▶

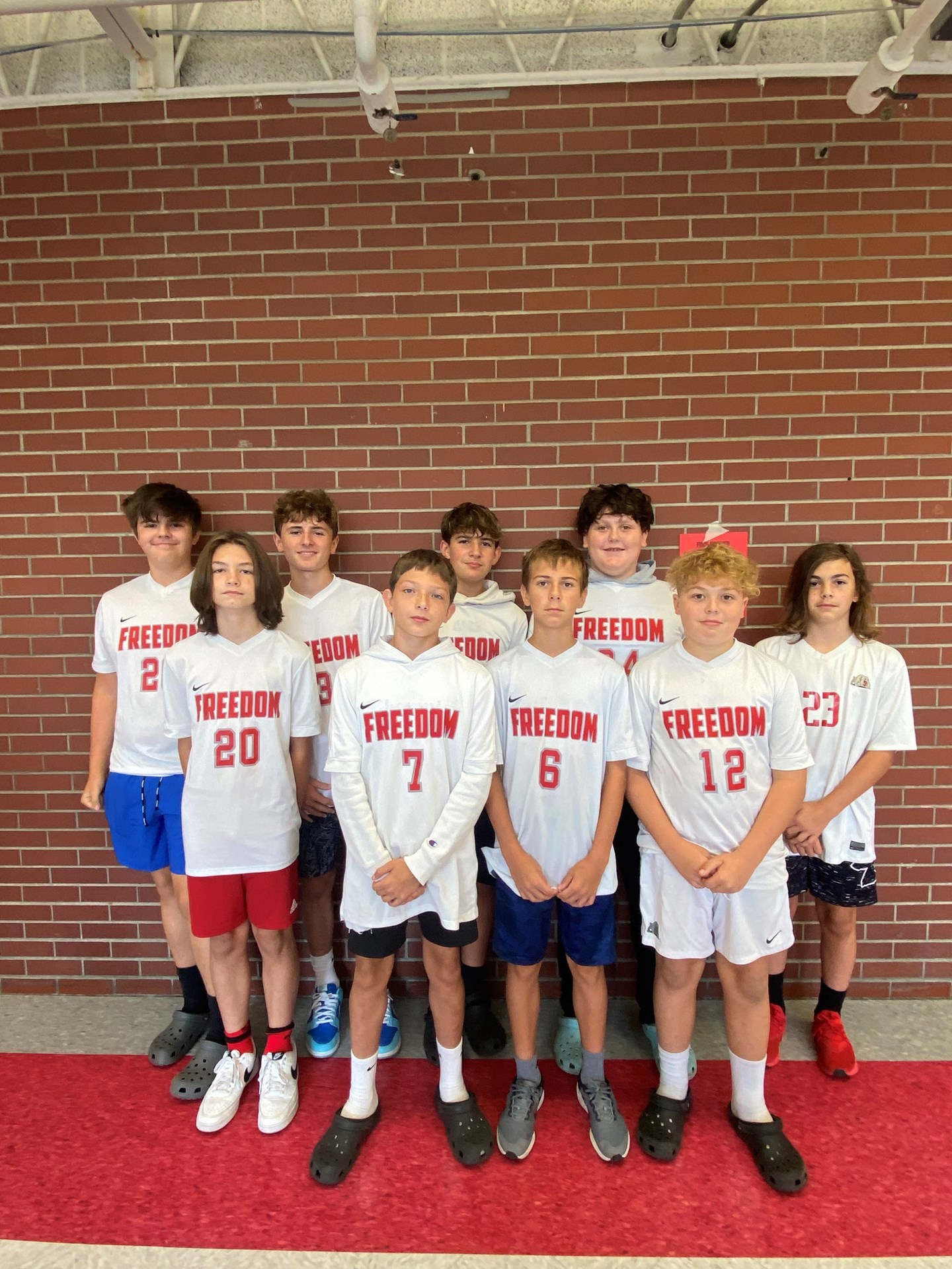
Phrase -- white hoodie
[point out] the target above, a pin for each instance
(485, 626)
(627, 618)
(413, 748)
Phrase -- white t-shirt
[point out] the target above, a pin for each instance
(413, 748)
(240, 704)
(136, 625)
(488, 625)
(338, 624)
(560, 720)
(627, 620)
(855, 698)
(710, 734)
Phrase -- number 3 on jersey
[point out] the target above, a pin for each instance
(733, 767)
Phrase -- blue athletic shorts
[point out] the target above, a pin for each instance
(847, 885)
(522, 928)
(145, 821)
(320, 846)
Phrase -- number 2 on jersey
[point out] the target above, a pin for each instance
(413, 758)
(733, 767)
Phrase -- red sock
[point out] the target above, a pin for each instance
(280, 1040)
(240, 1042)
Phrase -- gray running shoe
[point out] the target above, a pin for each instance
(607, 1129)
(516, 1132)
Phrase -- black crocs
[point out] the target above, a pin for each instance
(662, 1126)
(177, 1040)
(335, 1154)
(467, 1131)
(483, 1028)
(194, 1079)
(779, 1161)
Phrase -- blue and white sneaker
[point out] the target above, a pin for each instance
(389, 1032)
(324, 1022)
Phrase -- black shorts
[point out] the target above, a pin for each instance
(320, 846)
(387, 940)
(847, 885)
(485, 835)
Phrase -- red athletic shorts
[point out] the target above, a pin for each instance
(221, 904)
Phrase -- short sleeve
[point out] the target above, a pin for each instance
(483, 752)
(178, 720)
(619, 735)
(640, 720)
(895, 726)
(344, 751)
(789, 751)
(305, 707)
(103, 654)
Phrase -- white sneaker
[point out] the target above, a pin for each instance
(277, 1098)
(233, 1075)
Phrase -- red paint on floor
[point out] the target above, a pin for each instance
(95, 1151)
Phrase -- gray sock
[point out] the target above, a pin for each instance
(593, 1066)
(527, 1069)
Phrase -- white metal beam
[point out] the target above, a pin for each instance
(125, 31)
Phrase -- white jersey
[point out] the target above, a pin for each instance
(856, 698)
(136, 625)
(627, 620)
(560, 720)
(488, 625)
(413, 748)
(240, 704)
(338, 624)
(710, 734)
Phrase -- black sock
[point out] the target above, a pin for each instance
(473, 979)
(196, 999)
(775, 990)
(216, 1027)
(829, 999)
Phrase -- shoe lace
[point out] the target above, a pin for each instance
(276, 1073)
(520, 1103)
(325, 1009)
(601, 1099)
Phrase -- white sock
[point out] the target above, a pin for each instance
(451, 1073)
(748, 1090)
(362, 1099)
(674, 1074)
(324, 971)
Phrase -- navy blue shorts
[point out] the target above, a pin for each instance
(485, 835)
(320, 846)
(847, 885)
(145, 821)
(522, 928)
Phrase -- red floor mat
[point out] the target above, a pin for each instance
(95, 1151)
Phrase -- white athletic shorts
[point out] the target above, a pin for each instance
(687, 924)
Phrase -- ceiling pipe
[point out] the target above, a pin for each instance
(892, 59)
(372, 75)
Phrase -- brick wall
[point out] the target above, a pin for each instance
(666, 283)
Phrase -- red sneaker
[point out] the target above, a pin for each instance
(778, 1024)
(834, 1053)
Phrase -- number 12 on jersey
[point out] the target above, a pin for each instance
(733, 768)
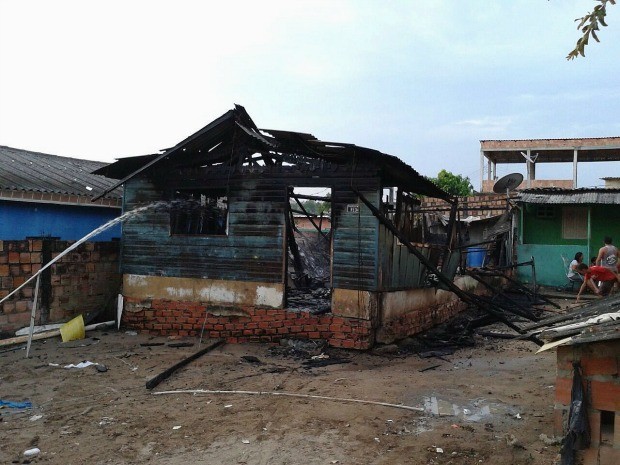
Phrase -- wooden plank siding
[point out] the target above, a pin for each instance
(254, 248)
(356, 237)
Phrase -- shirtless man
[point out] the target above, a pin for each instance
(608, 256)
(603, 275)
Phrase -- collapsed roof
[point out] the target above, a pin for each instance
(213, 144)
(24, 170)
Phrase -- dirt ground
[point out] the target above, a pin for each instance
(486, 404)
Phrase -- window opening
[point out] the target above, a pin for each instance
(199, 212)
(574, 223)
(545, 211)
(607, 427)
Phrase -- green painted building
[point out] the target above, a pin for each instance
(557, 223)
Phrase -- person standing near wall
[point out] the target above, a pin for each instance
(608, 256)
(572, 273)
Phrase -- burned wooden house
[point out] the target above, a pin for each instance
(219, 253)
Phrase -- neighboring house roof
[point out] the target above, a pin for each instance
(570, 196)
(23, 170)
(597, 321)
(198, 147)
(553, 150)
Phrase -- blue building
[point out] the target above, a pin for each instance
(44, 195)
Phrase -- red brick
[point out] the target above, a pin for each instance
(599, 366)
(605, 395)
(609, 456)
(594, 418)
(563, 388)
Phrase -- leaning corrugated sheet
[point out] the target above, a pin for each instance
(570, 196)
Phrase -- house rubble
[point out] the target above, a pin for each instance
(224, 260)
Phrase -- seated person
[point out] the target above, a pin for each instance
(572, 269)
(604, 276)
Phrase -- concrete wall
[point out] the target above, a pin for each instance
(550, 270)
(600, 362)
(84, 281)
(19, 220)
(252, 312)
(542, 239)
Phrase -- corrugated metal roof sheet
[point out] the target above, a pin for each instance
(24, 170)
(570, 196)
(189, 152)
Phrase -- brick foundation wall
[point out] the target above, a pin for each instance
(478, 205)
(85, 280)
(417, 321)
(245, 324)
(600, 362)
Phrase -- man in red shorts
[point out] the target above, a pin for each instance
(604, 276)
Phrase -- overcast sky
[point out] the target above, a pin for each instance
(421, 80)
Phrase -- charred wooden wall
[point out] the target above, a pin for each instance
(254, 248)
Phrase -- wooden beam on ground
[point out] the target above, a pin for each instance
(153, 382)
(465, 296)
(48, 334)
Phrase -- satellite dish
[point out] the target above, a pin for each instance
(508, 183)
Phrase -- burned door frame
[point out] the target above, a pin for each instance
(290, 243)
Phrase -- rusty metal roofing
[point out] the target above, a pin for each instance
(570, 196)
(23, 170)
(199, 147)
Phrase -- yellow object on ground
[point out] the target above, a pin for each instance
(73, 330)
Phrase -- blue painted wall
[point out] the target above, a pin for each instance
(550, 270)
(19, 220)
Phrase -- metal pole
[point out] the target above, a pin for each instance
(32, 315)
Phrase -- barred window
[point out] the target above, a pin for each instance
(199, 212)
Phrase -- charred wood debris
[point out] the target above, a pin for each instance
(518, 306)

◀
▶

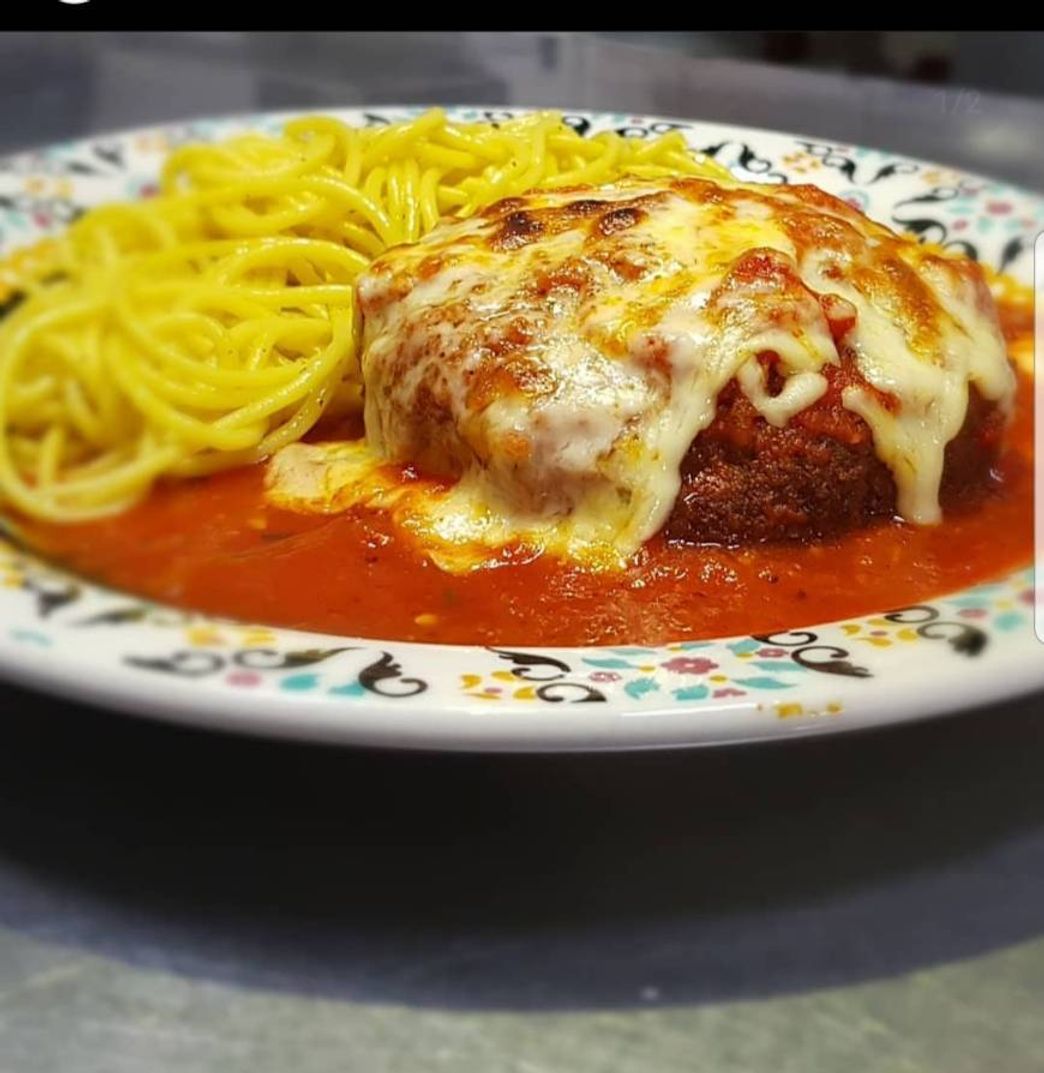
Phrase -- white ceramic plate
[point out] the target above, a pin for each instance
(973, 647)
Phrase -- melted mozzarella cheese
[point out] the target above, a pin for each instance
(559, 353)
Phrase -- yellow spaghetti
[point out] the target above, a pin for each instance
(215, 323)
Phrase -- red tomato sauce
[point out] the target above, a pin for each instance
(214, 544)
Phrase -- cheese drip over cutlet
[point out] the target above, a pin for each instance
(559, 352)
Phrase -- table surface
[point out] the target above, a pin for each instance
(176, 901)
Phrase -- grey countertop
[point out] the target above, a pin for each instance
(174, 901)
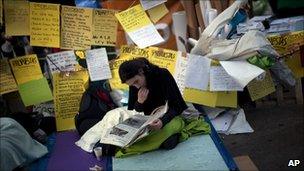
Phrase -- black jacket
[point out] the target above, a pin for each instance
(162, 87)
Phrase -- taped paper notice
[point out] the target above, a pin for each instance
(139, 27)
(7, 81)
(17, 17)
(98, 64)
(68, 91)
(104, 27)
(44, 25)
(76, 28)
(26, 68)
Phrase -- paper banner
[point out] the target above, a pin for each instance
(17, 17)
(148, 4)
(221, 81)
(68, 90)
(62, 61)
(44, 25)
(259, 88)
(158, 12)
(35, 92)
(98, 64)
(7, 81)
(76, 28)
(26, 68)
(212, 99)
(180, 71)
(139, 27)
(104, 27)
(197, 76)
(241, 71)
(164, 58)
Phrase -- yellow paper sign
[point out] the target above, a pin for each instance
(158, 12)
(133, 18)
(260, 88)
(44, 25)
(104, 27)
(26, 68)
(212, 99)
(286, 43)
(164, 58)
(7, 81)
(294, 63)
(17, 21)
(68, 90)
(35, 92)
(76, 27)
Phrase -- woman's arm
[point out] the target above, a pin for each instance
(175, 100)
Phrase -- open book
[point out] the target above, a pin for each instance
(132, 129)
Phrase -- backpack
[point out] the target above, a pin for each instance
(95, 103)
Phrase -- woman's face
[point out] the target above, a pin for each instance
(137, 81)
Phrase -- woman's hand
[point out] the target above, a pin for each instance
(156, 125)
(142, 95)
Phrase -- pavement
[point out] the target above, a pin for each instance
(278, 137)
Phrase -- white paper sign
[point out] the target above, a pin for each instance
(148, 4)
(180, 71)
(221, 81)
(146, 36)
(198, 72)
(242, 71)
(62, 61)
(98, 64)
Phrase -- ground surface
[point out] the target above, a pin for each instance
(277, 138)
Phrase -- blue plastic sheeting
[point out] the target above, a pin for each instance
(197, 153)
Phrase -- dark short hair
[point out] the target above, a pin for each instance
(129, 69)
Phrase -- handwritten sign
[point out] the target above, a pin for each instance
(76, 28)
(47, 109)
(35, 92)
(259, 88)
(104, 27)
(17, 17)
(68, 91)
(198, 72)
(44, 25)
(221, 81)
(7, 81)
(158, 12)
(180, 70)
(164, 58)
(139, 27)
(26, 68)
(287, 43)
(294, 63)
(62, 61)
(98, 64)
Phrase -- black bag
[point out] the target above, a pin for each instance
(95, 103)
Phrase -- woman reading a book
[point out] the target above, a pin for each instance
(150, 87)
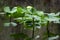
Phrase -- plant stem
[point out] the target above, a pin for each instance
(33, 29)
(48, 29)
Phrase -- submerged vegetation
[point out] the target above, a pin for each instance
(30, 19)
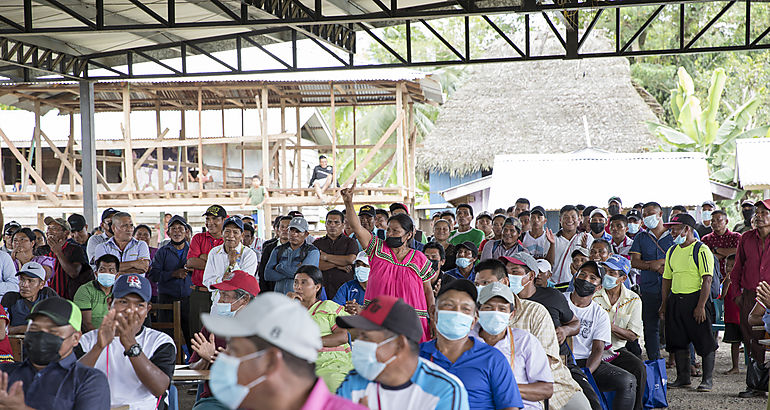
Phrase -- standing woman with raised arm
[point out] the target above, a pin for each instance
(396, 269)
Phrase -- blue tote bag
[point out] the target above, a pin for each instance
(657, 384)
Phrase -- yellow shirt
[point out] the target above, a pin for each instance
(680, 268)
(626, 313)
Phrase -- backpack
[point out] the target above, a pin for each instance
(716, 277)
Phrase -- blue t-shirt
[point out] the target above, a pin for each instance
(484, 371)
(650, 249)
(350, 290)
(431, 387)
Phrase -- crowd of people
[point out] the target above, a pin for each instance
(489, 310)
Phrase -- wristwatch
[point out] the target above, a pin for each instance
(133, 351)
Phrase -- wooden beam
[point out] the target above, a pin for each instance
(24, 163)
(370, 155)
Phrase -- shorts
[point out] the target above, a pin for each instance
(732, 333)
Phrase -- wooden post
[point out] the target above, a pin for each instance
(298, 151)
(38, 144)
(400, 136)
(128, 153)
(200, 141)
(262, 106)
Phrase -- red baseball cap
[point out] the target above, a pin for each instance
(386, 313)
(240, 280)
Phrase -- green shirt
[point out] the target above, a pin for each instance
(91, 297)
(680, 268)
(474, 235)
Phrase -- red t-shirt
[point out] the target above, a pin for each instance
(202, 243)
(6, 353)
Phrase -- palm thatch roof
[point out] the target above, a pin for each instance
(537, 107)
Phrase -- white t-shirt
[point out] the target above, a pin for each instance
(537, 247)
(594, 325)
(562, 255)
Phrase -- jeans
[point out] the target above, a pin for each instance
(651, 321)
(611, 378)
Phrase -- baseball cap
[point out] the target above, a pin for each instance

◀

## TASK TO COMPLETE
Find the number of lines above that hold the word "green", then write that number by itself.

## PROBLEM SOLUTION
2